___ TEXT EXCERPT ___

Pete's dad had given me explicit instructions on how to get back on the road.  It was probably at the second turn, that I did twice because it seemed suspicious the first time, that I blew it.  After that I stayed on roads that announced they were either Eastbound or Northbound.  I knew I would either come to Maine or the Atlantic given time.  An hour later I was back on 95 just south of Portsmouth and headed home.  There would be a small crisis at home, compounded of pain and lonliness, but it sure beat the hell out of New Hampster.



Well, it's a week later and I finally have some pics to put up.  Since some of you are seemingly into strange trans-gender, multi-ethnic furlongs per fortnight studies of old lathe nuances I will try to be a little more specific in what I present. 
Inside measurement on the double-V ways are 8";  outside are 13.5"  The ways are identical on each side.  Tailstock rides the insides and carriage the outside.  This is a far different machine from the other 2.  I find the transverse T slots in the saddle above the apron interesting.  One is open and the other has a piece of wood inside.  The upper right pic shows 2 bolts hanging from the far side of the saddle at the back end, and a piece of wood in a longitudinal T slot.  I wonder if this was part of a taper attachment setup - ?

___ DATA LISTING ___

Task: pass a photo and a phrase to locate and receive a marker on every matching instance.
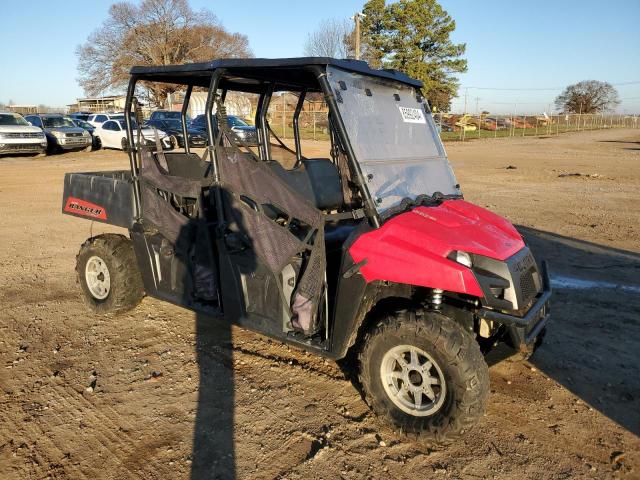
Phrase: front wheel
(425, 374)
(108, 274)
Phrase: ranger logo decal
(84, 208)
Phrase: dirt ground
(161, 393)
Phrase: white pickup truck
(18, 136)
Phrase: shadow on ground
(592, 344)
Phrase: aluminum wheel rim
(96, 274)
(413, 380)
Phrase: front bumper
(74, 142)
(524, 330)
(9, 148)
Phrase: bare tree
(589, 96)
(155, 32)
(333, 38)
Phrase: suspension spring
(436, 298)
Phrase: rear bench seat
(318, 181)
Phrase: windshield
(54, 122)
(82, 124)
(10, 119)
(394, 138)
(171, 125)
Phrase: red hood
(412, 247)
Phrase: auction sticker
(412, 115)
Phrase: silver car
(62, 134)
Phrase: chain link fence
(314, 125)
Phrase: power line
(635, 82)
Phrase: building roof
(288, 73)
(100, 99)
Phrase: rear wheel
(425, 374)
(108, 274)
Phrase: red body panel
(412, 247)
(77, 206)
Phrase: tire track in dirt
(70, 406)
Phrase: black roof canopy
(248, 74)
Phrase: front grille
(23, 135)
(23, 148)
(528, 286)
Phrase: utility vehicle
(371, 251)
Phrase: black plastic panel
(105, 197)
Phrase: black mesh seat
(317, 180)
(186, 165)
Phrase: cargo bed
(105, 197)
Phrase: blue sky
(510, 45)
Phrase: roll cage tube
(213, 153)
(266, 100)
(183, 116)
(131, 89)
(296, 127)
(330, 98)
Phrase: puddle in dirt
(582, 284)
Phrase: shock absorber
(436, 298)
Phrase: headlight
(463, 258)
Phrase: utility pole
(356, 18)
(466, 92)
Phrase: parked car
(98, 119)
(62, 134)
(245, 132)
(166, 115)
(17, 136)
(113, 134)
(197, 137)
(95, 140)
(84, 116)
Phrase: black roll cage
(263, 77)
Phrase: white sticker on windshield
(412, 115)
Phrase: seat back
(186, 165)
(317, 180)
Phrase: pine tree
(413, 36)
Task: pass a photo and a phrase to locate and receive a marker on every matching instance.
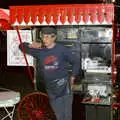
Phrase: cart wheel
(35, 106)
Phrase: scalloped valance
(70, 14)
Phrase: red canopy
(4, 19)
(73, 14)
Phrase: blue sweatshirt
(53, 64)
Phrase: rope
(28, 68)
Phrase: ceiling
(7, 3)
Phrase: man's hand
(35, 45)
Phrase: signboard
(14, 56)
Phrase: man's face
(48, 39)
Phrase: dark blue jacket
(53, 64)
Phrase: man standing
(53, 59)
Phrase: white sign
(14, 56)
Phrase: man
(53, 59)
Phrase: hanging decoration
(75, 14)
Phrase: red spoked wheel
(35, 106)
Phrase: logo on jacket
(50, 63)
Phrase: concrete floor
(17, 79)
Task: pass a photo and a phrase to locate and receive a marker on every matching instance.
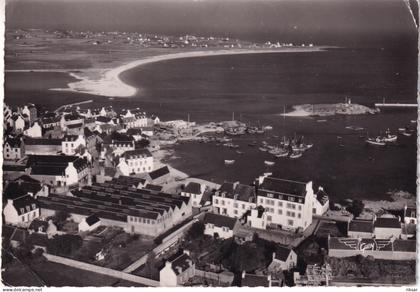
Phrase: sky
(318, 21)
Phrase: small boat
(407, 133)
(295, 155)
(389, 137)
(378, 141)
(282, 154)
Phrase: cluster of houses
(95, 166)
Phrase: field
(42, 272)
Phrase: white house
(359, 228)
(89, 223)
(178, 269)
(21, 211)
(71, 142)
(288, 203)
(410, 215)
(234, 199)
(284, 259)
(135, 161)
(194, 191)
(320, 202)
(387, 227)
(220, 226)
(35, 131)
(13, 148)
(18, 123)
(257, 218)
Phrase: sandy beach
(107, 82)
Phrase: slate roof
(15, 190)
(159, 173)
(137, 153)
(284, 186)
(92, 219)
(405, 245)
(220, 220)
(387, 223)
(180, 262)
(114, 201)
(36, 224)
(250, 280)
(25, 204)
(241, 192)
(359, 225)
(193, 188)
(129, 180)
(42, 141)
(282, 253)
(14, 142)
(154, 188)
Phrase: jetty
(395, 105)
(72, 104)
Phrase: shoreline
(109, 84)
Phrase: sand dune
(107, 82)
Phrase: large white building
(71, 142)
(234, 199)
(136, 161)
(288, 203)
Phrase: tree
(196, 230)
(356, 208)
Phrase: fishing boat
(389, 137)
(378, 141)
(296, 154)
(282, 154)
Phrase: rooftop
(220, 220)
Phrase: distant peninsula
(324, 110)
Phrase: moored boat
(378, 141)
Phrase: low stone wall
(384, 255)
(225, 278)
(101, 270)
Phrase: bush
(196, 230)
(64, 244)
(356, 208)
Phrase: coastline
(107, 82)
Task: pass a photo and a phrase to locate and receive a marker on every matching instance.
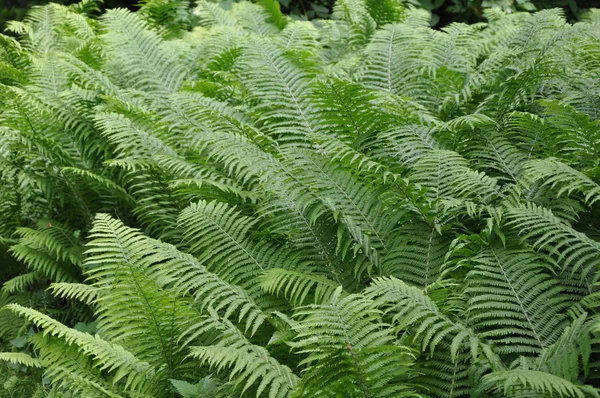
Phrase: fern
(228, 201)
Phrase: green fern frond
(144, 61)
(573, 249)
(410, 308)
(21, 359)
(347, 331)
(514, 301)
(296, 286)
(252, 366)
(553, 173)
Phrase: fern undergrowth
(227, 202)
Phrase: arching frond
(346, 331)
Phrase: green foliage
(231, 202)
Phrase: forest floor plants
(226, 202)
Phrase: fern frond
(514, 301)
(296, 286)
(252, 366)
(21, 359)
(573, 249)
(347, 331)
(410, 308)
(144, 61)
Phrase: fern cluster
(226, 202)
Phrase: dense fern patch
(227, 202)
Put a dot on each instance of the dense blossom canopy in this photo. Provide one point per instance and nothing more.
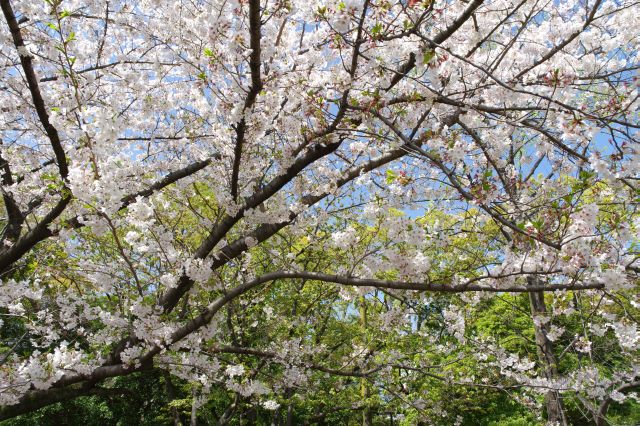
(279, 200)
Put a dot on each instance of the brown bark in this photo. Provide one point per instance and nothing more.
(546, 355)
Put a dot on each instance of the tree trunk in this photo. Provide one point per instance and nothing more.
(194, 409)
(171, 394)
(546, 355)
(364, 386)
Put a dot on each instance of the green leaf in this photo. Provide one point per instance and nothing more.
(428, 56)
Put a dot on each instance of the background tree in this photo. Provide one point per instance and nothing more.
(298, 212)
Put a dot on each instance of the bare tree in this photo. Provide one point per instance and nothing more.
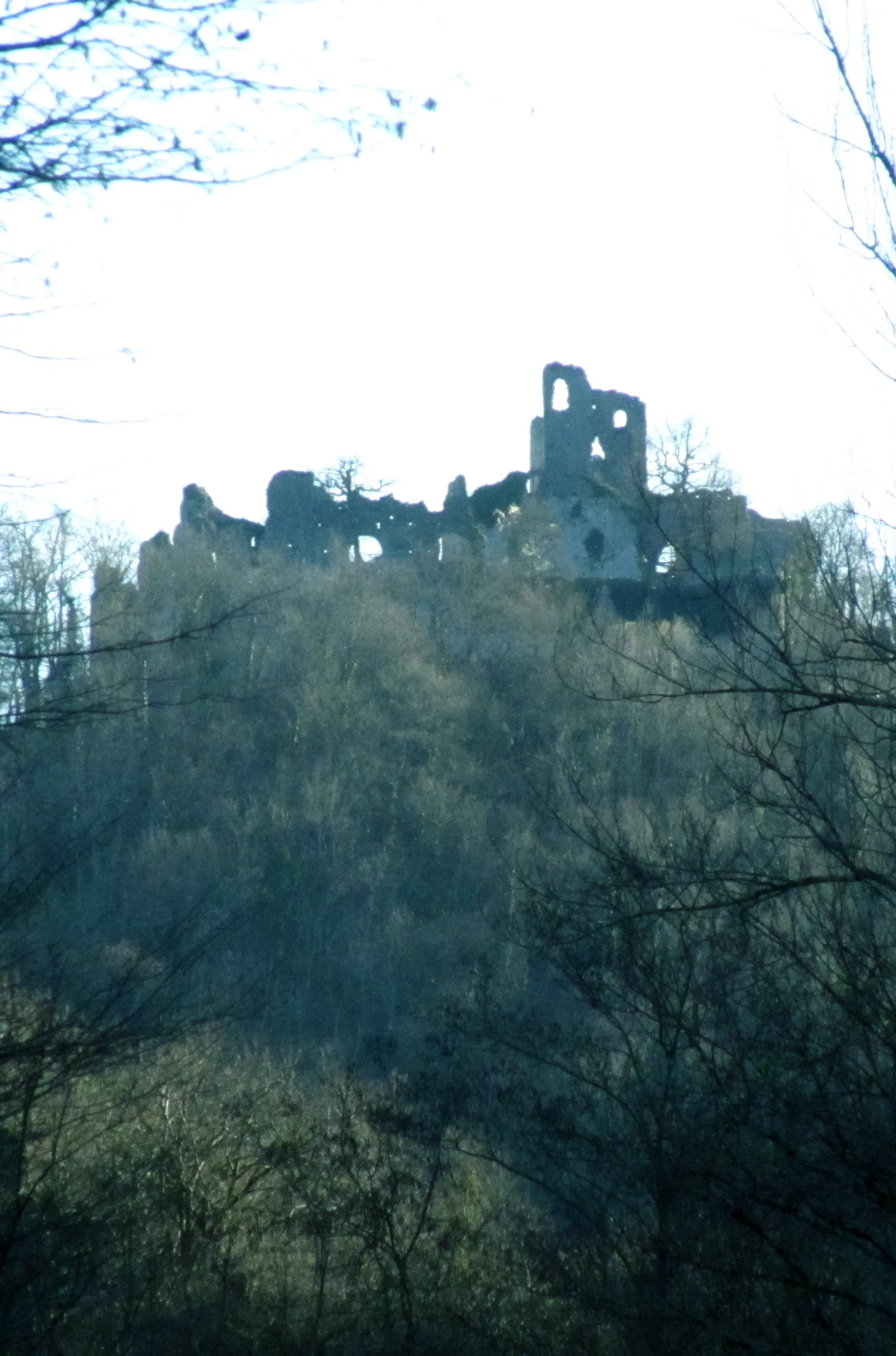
(853, 39)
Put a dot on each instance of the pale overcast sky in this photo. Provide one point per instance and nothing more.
(604, 184)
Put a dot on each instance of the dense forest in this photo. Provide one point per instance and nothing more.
(416, 958)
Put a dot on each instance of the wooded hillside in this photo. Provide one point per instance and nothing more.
(411, 959)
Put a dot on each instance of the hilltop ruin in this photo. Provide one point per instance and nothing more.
(586, 497)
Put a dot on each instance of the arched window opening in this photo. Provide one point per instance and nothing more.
(594, 546)
(370, 548)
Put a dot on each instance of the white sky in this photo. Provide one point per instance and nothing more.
(604, 184)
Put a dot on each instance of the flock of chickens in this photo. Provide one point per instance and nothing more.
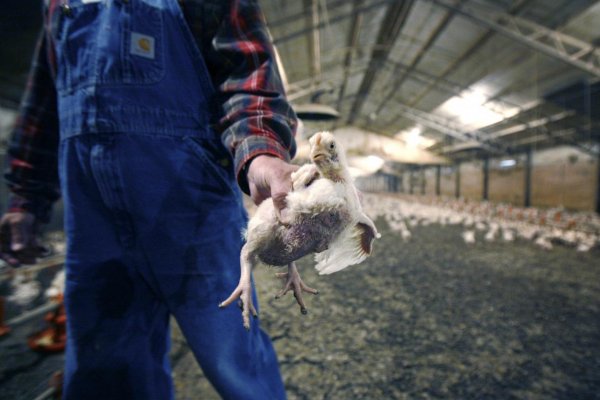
(545, 228)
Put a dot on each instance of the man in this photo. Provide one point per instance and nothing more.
(153, 113)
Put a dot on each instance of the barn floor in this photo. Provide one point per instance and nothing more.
(432, 317)
(437, 318)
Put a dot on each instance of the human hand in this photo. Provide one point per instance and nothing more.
(18, 238)
(270, 176)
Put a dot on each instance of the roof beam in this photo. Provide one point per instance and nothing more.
(561, 46)
(311, 8)
(352, 44)
(391, 26)
(451, 128)
(400, 78)
(332, 20)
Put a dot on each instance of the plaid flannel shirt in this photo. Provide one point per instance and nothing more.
(252, 114)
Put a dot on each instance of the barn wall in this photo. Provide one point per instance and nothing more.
(565, 177)
(471, 180)
(448, 181)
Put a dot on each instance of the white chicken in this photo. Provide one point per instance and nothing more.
(323, 216)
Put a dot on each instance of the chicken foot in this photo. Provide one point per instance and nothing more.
(243, 291)
(295, 284)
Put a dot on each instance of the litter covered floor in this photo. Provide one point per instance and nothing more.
(429, 315)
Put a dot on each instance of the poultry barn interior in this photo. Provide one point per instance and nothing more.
(472, 129)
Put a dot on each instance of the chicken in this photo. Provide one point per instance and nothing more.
(323, 216)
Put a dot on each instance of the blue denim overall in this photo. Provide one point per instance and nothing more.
(153, 214)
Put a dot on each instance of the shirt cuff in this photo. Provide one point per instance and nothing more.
(40, 208)
(252, 147)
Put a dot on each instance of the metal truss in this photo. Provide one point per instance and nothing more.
(569, 49)
(451, 128)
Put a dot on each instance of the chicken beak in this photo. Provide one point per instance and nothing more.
(318, 157)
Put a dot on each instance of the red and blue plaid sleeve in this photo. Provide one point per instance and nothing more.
(31, 172)
(253, 114)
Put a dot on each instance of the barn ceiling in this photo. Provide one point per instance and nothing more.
(462, 78)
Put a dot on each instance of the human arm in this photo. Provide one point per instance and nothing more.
(256, 122)
(31, 166)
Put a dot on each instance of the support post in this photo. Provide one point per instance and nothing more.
(438, 175)
(486, 178)
(528, 167)
(457, 182)
(598, 184)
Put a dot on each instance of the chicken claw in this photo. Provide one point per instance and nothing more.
(243, 291)
(295, 283)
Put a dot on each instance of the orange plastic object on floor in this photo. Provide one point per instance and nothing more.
(54, 338)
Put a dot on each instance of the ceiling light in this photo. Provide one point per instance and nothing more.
(316, 112)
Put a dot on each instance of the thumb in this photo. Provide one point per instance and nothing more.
(17, 233)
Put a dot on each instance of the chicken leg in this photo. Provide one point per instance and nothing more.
(295, 284)
(243, 291)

___

From the lathe text above, output everything from "Well, it's a" down to "what I present.", copied word for word.

Well, it's a week later and I finally have some pics to put up.  Since some of you are seemingly into strange trans-gender, multi-ethnic furlongs per fortnight studies of old lathe nuances I will try to be a little more specific in what I present.